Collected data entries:
□ □ □ □ □

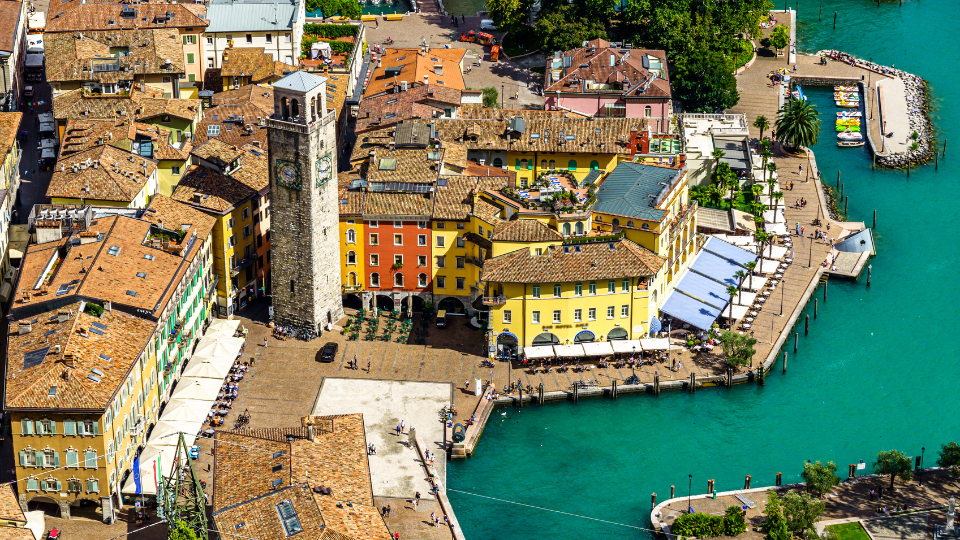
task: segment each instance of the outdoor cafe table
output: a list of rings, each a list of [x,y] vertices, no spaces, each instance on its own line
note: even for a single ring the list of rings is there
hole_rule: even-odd
[[[613,339],[607,343],[613,347],[613,352],[617,354],[634,354],[643,352],[643,346],[640,344],[639,339]]]
[[[579,343],[573,345],[554,345],[553,352],[558,358],[576,358],[584,356],[583,346]]]
[[[523,355],[527,357],[527,360],[553,358],[553,347],[550,345],[543,345],[538,347],[524,347]]]
[[[588,341],[581,343],[587,356],[613,356],[613,345],[609,341]]]

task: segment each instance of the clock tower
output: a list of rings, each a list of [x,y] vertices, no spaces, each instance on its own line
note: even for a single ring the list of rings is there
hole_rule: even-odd
[[[267,120],[274,320],[318,334],[343,316],[336,113],[326,107],[326,81],[304,71],[280,79]]]

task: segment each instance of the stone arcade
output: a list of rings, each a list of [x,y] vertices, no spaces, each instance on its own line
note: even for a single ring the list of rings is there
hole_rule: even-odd
[[[274,319],[318,333],[343,316],[336,113],[325,105],[326,81],[302,71],[277,81],[267,121]]]

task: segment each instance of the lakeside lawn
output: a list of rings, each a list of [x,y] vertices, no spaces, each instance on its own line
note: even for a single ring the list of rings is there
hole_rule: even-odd
[[[870,540],[867,531],[858,522],[828,525],[826,530],[832,532],[836,540]]]

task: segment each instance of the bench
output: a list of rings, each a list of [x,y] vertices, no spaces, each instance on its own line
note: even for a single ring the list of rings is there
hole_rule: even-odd
[[[737,495],[737,500],[743,503],[743,509],[756,508],[757,503],[751,501],[750,499],[744,497],[743,495]]]
[[[402,21],[402,20],[403,20],[403,14],[402,14],[402,13],[391,13],[391,14],[389,14],[389,15],[384,15],[384,18],[387,19],[388,21]]]

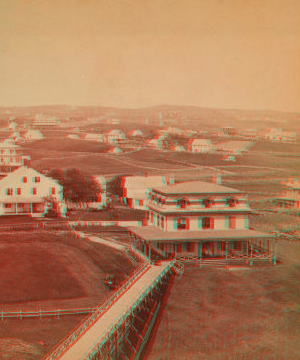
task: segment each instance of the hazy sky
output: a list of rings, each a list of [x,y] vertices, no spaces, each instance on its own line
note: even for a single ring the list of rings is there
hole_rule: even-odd
[[[0,106],[300,111],[299,0],[0,0]]]

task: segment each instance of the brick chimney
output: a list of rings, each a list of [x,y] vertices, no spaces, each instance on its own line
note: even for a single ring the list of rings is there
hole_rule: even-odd
[[[221,185],[222,184],[222,178],[220,173],[215,173],[213,176],[213,183]]]

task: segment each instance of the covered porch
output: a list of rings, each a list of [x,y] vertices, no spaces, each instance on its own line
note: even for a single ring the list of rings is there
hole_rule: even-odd
[[[273,237],[264,234],[255,238],[222,239],[165,239],[147,240],[131,232],[135,249],[150,259],[177,259],[180,261],[222,260],[243,261],[253,265],[258,261],[276,264],[277,245]]]
[[[2,203],[1,215],[37,214],[44,212],[42,202]]]

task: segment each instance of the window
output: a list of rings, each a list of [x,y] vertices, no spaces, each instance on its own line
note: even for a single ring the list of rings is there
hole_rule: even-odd
[[[12,188],[7,188],[6,189],[6,195],[12,195],[13,194],[13,189]]]
[[[184,209],[187,205],[187,201],[186,199],[178,199],[177,200],[177,206],[180,207],[181,209]]]
[[[50,195],[54,195],[55,194],[55,187],[51,187],[50,188]]]
[[[161,228],[163,229],[165,225],[165,218],[162,216],[161,217]]]
[[[153,224],[153,218],[154,218],[153,212],[151,211],[151,213],[150,213],[150,219],[151,219],[151,223],[152,223],[152,224]]]
[[[226,200],[226,205],[229,207],[235,207],[238,204],[237,199],[231,197]]]
[[[32,189],[31,189],[31,194],[32,194],[32,195],[36,195],[36,188],[32,188]]]
[[[12,154],[12,153],[13,153],[13,151],[12,151],[12,150],[10,150],[10,151],[9,151],[9,153],[10,153],[10,154]]]
[[[22,183],[27,183],[27,176],[22,177]]]
[[[15,194],[16,195],[21,195],[21,188],[16,188],[15,189]]]
[[[160,216],[157,215],[157,226],[160,227]]]
[[[4,207],[5,207],[6,209],[11,209],[11,208],[12,208],[12,204],[5,204]]]
[[[185,218],[177,219],[177,229],[178,230],[186,229],[186,219]]]
[[[40,178],[39,176],[34,176],[34,177],[32,178],[32,182],[39,183],[39,182],[41,182],[41,178]]]
[[[205,199],[203,199],[202,203],[203,203],[204,207],[210,208],[213,205],[214,201],[210,198],[205,198]]]
[[[214,228],[214,219],[210,217],[202,218],[202,229],[204,230],[212,230]]]

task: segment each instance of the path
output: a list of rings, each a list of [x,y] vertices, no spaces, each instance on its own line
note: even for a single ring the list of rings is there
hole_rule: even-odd
[[[84,359],[89,351],[105,338],[106,334],[113,329],[128,312],[128,309],[143,296],[144,292],[151,287],[168,266],[169,262],[165,262],[161,266],[149,265],[146,272],[126,289],[116,302],[106,312],[102,313],[73,346],[59,358],[61,360]]]
[[[113,241],[108,241],[108,240],[104,240],[102,238],[99,238],[98,236],[89,236],[89,235],[86,235],[85,236],[86,239],[90,240],[90,241],[93,241],[93,242],[96,242],[98,244],[102,244],[102,245],[106,245],[106,246],[110,246],[114,249],[117,249],[117,250],[124,250],[126,248],[126,246],[124,245],[120,245],[118,244],[117,242],[113,242]]]

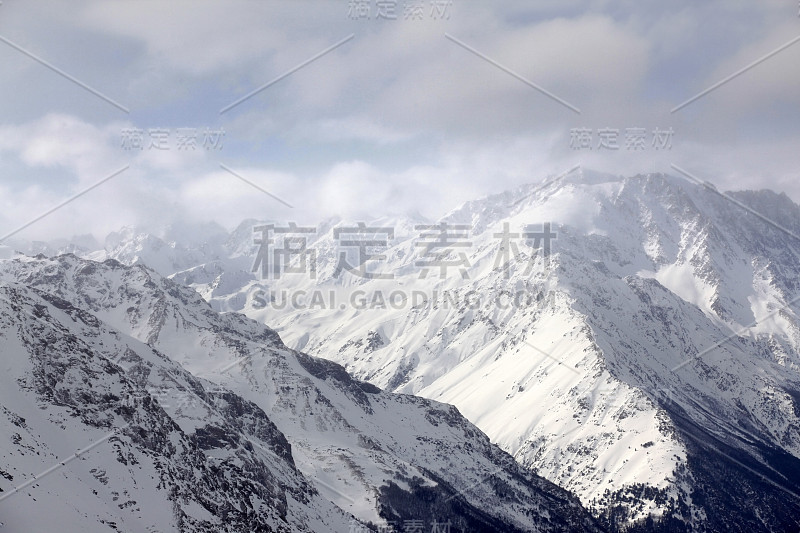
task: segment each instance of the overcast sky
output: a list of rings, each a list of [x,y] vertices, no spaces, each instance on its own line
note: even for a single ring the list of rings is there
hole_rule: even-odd
[[[675,110],[798,37],[798,9],[3,0],[0,233],[125,166],[18,237],[436,218],[576,164],[625,175],[675,164],[798,201],[800,42]]]

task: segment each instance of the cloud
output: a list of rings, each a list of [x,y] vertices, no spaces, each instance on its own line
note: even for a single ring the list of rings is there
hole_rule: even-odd
[[[794,41],[788,48],[731,79],[713,93],[709,93],[704,97],[705,101],[698,101],[698,106],[707,108],[708,114],[713,113],[714,116],[725,116],[736,120],[752,120],[757,118],[758,114],[769,113],[775,106],[780,106],[784,111],[796,109],[800,105],[800,70],[797,68],[800,62],[800,41],[796,40],[798,37],[800,30],[797,21],[785,21],[760,38],[734,50],[715,68],[710,69],[709,75],[703,80],[704,88],[727,79]],[[768,114],[766,118],[775,125],[775,119],[779,119],[780,116]],[[791,126],[792,130],[796,129],[795,120],[792,120]]]
[[[290,31],[281,23],[287,11],[284,2],[92,2],[80,22],[140,42],[158,68],[200,77],[246,67],[280,49]]]
[[[33,168],[63,168],[79,185],[87,185],[121,166],[123,158],[113,154],[110,141],[122,124],[98,127],[71,115],[49,114],[21,126],[0,126],[0,150],[16,153]]]
[[[175,219],[370,218],[559,174],[675,163],[723,188],[800,198],[794,49],[670,109],[795,36],[796,9],[454,1],[450,17],[351,20],[347,2],[95,2],[2,7],[9,38],[128,105],[124,114],[0,47],[0,222],[13,226],[130,169],[26,230],[68,236]],[[374,7],[374,3],[373,3]],[[9,9],[6,9],[9,8]],[[445,33],[580,108],[578,115]],[[354,34],[230,112],[219,110]],[[219,151],[124,150],[125,128],[224,128]],[[570,130],[674,128],[671,150],[574,150]],[[595,147],[596,148],[596,147]],[[294,205],[283,206],[219,167]],[[3,218],[4,217],[4,218]]]
[[[207,172],[185,181],[175,192],[176,214],[233,227],[245,218],[285,219],[298,212],[280,201],[301,204],[304,195],[297,196],[302,186],[295,176],[263,168],[229,168],[255,187],[223,169]]]

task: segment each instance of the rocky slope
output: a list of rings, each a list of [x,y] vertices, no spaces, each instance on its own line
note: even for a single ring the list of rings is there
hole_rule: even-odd
[[[365,221],[383,233],[362,232],[377,244],[362,250],[358,222],[303,234],[313,276],[297,254],[279,277],[254,269],[256,221],[213,253],[159,244],[191,260],[164,260],[151,236],[83,253],[150,258],[293,349],[455,405],[609,528],[800,528],[800,208],[785,195],[580,171],[437,221],[466,235],[444,269],[430,222]],[[548,257],[523,235],[545,223]]]
[[[355,381],[142,266],[17,259],[0,279],[9,530],[600,530],[452,406]]]

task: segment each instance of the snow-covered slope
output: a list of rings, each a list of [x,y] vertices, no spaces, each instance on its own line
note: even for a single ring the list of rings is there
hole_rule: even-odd
[[[142,266],[23,258],[0,279],[10,530],[45,528],[42,499],[76,531],[598,530],[452,406],[354,381]],[[82,442],[100,444],[10,492]]]
[[[785,196],[736,197],[800,234],[800,209]],[[800,296],[800,242],[663,175],[580,172],[470,202],[440,222],[469,228],[463,274],[423,276],[420,232],[398,220],[367,224],[395,230],[380,264],[393,279],[336,276],[339,248],[323,225],[308,243],[314,279],[287,274],[230,292],[194,286],[360,379],[453,403],[612,525],[663,517],[712,527],[711,502],[748,501],[764,483],[794,511],[787,518],[765,505],[739,518],[767,529],[798,523],[797,481],[780,472],[800,464],[800,336],[790,305]],[[500,237],[546,222],[557,233],[547,260],[530,241]],[[397,291],[407,303],[391,300]],[[727,487],[705,472],[698,439],[725,450],[725,464],[748,457],[741,469],[753,485],[717,494]]]
[[[155,262],[294,349],[454,404],[609,527],[793,530],[800,208],[771,191],[732,195],[774,224],[675,177],[581,171],[438,221],[468,228],[465,262],[444,276],[421,264],[417,226],[430,222],[413,219],[366,221],[393,230],[369,262],[391,279],[337,275],[335,231],[359,221],[307,234],[314,277],[253,272],[256,221],[213,257]],[[520,237],[548,222],[545,258]],[[133,248],[149,253],[144,238]],[[121,249],[105,253],[130,262]]]
[[[0,531],[349,531],[256,405],[70,301],[0,287]]]

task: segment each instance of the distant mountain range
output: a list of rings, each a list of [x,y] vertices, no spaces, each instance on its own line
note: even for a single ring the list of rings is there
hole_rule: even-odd
[[[305,524],[798,531],[798,236],[782,194],[578,171],[433,222],[19,243],[44,255],[0,278],[252,402],[316,495]]]

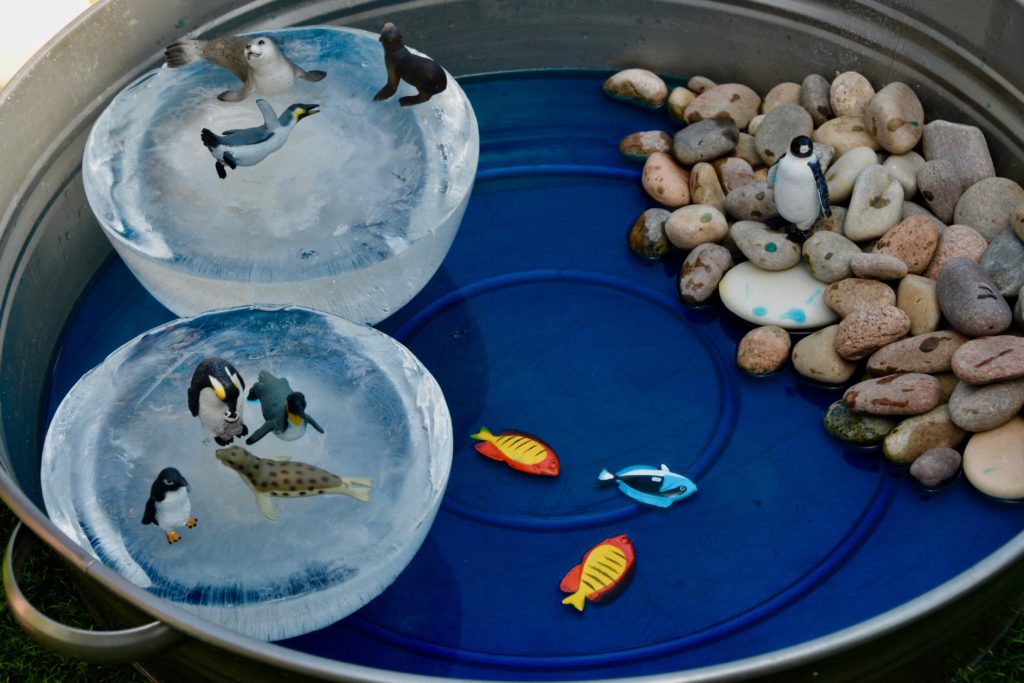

□ □ □ □ □

From the records above, write out exactly the lines that begin at the line with "task: segment each instance of the stone" and end at the line with "task: segment each instance of the hazy sky". Pictures must not appear in the output.

task: segment each instance of the stone arcade
output: a list of rings, each a list of [x,y] vertices, no spaces, each instance on its own line
note: even for a single ring the list of rings is there
hole_rule: even-odd
[[[274,319],[318,333],[343,316],[336,113],[325,105],[326,81],[302,71],[277,81],[267,121]]]

task: segment each instance of the lakeside lawn
output: a list of rings, each a list of [x,y] vertices, no spaces, each instance on its own line
note: even for a single ring the list of rings is there
hole_rule: even-odd
[[[870,540],[867,531],[858,522],[828,525],[826,530],[832,532],[836,540]]]

task: segment each instance of the bench
output: a list of rings, each a list of [x,y] vertices, no spaces, each instance on its own line
note: even for a single ring the list of rings is there
hole_rule: even-odd
[[[737,495],[737,500],[743,503],[743,509],[756,508],[757,503],[751,501],[750,499],[744,497],[743,495]]]
[[[402,21],[402,20],[403,20],[403,14],[402,14],[402,13],[391,13],[391,14],[389,14],[389,15],[384,15],[384,18],[387,19],[388,21]]]

task: segment each instance of the hazy sky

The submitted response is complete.